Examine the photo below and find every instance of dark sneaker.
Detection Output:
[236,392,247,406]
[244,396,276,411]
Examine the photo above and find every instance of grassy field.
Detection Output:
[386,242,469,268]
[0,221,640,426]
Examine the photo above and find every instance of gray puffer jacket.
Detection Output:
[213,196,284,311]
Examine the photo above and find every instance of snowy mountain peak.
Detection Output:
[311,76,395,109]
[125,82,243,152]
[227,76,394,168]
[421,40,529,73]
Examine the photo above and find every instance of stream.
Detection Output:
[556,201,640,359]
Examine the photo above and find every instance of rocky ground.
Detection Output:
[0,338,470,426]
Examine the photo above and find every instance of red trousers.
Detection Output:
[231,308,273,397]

:::

STATED TASK: Rewrite every line from the one containing "Examine the photo above and find every instance of red" through the last line of the records, requests included, and increase each bounding-box coordinate by 99.

RESPONSE BELOW:
Examine the photo above and find every instance of red trousers.
Detection Output:
[330,407,372,496]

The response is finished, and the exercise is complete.